* [Data for processing]:
____

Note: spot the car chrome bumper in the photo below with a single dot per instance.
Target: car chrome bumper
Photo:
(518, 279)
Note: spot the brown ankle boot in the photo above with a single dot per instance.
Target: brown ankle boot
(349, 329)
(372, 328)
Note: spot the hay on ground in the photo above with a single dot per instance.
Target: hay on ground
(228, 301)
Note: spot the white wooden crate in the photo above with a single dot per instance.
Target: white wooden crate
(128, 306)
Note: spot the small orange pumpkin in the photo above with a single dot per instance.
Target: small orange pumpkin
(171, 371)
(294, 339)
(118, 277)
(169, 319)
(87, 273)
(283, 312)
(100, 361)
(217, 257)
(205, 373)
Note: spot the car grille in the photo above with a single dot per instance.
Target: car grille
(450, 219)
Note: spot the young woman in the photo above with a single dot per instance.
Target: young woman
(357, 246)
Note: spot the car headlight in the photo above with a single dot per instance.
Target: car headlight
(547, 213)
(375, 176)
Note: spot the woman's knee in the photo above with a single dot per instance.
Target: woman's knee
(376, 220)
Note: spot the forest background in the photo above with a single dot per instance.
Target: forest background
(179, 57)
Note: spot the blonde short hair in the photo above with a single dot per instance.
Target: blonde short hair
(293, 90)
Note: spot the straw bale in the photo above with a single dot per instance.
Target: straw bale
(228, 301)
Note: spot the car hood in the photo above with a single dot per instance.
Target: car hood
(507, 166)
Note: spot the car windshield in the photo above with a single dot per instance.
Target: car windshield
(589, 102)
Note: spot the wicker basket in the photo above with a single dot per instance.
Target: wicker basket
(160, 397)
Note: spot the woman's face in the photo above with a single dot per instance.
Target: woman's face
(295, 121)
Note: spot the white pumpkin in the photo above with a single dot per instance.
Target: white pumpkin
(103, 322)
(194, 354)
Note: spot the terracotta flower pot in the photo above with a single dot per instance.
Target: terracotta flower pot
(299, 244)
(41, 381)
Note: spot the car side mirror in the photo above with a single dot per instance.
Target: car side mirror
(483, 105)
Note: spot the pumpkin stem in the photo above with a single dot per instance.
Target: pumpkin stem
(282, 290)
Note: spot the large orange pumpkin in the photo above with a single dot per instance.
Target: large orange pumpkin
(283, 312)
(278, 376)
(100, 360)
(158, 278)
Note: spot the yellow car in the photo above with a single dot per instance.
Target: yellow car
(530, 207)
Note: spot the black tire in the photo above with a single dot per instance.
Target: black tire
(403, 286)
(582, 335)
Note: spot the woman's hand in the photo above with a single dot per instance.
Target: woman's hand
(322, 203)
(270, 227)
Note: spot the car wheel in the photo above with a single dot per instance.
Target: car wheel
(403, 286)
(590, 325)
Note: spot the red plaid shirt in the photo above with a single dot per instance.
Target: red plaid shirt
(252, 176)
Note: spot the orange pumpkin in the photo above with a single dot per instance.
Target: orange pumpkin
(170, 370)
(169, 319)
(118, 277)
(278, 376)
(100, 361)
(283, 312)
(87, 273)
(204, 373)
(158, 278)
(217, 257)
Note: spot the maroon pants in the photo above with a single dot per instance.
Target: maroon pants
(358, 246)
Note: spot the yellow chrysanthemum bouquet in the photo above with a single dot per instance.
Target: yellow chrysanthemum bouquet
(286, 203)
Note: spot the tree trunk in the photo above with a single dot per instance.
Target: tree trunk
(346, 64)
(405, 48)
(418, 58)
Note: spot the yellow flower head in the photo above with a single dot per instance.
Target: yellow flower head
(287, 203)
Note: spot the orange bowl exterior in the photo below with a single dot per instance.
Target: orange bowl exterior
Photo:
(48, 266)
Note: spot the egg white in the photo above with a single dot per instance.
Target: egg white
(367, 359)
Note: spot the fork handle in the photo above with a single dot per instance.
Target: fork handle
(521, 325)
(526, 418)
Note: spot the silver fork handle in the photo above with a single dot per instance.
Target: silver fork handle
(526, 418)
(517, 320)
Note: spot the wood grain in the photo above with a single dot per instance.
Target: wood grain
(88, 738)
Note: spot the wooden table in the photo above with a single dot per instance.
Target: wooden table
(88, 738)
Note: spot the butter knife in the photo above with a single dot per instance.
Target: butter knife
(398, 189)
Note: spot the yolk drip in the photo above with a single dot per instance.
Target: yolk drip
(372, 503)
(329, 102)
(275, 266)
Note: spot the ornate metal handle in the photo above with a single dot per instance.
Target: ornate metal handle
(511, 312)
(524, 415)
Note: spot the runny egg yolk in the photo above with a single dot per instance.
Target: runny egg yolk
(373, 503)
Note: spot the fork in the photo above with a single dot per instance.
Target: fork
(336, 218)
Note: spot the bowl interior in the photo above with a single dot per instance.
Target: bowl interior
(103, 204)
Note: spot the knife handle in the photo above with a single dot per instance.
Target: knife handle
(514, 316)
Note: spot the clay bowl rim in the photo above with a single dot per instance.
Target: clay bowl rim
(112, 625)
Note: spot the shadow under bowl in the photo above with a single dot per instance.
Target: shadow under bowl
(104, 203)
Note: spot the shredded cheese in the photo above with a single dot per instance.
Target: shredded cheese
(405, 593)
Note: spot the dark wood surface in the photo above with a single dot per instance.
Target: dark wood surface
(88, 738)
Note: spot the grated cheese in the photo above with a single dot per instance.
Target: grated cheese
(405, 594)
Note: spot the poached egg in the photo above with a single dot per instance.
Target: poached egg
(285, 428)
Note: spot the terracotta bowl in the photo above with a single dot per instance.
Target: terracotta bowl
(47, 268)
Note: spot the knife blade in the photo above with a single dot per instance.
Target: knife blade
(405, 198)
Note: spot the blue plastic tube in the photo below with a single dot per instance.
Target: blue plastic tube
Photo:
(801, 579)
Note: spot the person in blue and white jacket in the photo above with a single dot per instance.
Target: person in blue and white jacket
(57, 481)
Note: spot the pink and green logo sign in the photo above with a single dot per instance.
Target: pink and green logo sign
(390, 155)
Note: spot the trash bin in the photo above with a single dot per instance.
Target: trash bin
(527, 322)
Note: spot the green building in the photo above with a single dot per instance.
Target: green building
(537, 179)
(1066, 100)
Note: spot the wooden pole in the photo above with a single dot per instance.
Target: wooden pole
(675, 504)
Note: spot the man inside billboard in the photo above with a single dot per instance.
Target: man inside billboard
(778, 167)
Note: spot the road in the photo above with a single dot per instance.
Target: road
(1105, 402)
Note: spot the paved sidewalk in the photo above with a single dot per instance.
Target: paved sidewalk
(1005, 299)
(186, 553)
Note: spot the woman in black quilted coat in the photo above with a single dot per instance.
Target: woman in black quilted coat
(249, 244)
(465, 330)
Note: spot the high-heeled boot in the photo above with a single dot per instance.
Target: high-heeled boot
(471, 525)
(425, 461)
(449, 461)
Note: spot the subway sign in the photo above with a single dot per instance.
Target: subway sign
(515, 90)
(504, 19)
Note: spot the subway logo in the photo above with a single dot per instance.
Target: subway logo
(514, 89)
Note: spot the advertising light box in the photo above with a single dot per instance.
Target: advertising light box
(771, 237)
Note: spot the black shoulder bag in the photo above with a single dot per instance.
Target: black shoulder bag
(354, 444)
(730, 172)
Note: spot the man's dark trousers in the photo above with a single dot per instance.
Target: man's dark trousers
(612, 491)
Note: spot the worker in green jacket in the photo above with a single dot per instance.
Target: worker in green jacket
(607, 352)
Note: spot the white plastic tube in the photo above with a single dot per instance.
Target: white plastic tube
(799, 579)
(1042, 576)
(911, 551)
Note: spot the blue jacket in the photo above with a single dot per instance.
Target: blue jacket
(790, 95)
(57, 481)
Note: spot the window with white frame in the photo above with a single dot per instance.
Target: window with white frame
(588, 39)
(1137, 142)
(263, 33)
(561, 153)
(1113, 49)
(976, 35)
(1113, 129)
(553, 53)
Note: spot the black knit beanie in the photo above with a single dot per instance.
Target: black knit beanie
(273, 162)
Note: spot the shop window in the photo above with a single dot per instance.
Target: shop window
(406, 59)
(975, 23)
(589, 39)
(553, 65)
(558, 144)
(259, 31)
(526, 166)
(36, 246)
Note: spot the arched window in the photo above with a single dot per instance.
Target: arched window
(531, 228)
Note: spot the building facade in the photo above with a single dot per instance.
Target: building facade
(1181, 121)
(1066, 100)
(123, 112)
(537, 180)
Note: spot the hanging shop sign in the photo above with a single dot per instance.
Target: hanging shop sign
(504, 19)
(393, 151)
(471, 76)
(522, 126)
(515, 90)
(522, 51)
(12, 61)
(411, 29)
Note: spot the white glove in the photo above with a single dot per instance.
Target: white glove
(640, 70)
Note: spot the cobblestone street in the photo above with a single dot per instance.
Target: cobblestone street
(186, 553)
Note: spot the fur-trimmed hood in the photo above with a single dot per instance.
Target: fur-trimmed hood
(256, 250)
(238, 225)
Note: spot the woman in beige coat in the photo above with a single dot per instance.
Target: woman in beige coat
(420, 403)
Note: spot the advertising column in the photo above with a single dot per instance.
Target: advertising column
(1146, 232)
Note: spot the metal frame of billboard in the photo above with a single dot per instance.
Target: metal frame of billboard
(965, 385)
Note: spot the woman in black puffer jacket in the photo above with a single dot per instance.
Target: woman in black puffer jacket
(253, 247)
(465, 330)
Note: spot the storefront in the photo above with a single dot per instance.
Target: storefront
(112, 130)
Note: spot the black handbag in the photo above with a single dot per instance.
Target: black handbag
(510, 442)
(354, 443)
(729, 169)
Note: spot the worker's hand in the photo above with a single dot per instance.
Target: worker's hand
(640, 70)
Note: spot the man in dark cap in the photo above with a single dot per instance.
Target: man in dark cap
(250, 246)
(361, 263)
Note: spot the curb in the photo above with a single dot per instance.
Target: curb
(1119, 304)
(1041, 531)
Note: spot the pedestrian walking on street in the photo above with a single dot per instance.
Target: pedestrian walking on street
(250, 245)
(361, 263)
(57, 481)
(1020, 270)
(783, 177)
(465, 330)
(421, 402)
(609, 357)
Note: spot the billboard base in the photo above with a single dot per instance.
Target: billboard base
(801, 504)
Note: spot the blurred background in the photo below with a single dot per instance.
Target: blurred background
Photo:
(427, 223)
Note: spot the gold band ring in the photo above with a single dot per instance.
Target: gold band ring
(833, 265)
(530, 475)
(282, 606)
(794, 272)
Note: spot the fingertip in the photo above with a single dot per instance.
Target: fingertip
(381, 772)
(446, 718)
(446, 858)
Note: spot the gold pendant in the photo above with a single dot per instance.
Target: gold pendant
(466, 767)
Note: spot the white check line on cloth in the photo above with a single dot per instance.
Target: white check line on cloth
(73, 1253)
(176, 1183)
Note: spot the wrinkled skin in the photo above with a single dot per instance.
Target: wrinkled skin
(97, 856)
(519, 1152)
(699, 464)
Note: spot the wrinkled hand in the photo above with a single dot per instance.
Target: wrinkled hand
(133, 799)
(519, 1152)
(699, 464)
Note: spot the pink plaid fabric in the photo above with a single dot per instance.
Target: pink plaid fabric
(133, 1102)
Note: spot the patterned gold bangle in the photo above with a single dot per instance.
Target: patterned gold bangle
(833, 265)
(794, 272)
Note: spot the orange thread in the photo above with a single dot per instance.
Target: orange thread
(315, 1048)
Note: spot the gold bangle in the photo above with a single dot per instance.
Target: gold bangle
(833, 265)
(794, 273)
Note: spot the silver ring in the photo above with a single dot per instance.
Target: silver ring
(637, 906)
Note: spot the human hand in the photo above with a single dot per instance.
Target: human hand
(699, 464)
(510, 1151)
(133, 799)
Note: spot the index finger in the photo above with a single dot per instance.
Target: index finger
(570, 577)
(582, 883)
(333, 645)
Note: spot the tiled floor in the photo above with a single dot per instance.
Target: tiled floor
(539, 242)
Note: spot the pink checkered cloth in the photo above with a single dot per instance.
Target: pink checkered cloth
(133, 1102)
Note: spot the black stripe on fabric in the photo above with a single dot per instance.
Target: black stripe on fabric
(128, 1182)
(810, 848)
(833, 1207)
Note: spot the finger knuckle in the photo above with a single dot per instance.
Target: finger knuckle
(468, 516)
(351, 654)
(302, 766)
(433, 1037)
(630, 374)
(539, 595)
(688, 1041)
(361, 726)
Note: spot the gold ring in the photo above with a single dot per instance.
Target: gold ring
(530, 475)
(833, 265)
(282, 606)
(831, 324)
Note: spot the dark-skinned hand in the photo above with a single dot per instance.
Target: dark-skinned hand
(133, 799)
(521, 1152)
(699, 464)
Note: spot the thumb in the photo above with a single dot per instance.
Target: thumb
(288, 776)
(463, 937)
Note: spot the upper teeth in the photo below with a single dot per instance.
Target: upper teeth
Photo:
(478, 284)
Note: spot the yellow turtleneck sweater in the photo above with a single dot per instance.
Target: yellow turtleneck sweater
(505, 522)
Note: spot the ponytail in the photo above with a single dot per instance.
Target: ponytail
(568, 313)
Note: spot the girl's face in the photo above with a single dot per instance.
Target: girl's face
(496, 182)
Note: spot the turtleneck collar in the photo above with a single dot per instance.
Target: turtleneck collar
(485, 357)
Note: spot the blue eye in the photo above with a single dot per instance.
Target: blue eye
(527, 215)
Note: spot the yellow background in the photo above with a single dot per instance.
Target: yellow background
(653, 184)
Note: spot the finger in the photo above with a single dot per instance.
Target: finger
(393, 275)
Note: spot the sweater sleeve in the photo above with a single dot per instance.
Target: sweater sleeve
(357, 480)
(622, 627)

____

* [Task to complete]:
Repeat only what runs from the line holding "Note: spot the gold ring" to the end of the data, keeping every line exactly as written, first and last included.

* [Task response]:
Note: spot the gold ring in the photo above with a single dot per instance.
Target: gold ring
(530, 475)
(833, 265)
(282, 606)
(831, 324)
Note: spot the dark-skinned hand in the photo above with a single dot per instance.
Target: dark-skinned hand
(133, 799)
(521, 1152)
(699, 464)
Note: spot the thumb in the photo above with a single dot per instance.
Target: thumb
(288, 776)
(463, 937)
Note: spot the upper teeth in the photo below with a single dot per instance.
Target: upper teeth
Photo:
(478, 284)
Note: spot the yellow turtleneck sweater in the photo above with a single dot per instance.
Target: yellow turtleneck sweater
(505, 522)
Note: spot the ponytail in the photo above with a single dot per instance.
Target: ponytail
(568, 313)
Note: spot the girl's face in the photo above with a single dot per instance.
Target: girl's face
(496, 182)
Note: spot the turtleneck collar in the photo above with a single dot per instance.
Target: turtleneck collar
(485, 357)
Note: spot the blue eye in the photo above with a single dot per instance.
Target: blue eye
(527, 215)
Note: spot the yellow background in the photo above with a single dot per instance.
Target: yellow background
(653, 184)
Note: spot the finger in the photo above with a single dot per instance.
Target: finger
(393, 275)
Note: spot the sweater sleeve in the photo above with a single dot per instance.
Target: sweater sleeve
(357, 480)
(622, 627)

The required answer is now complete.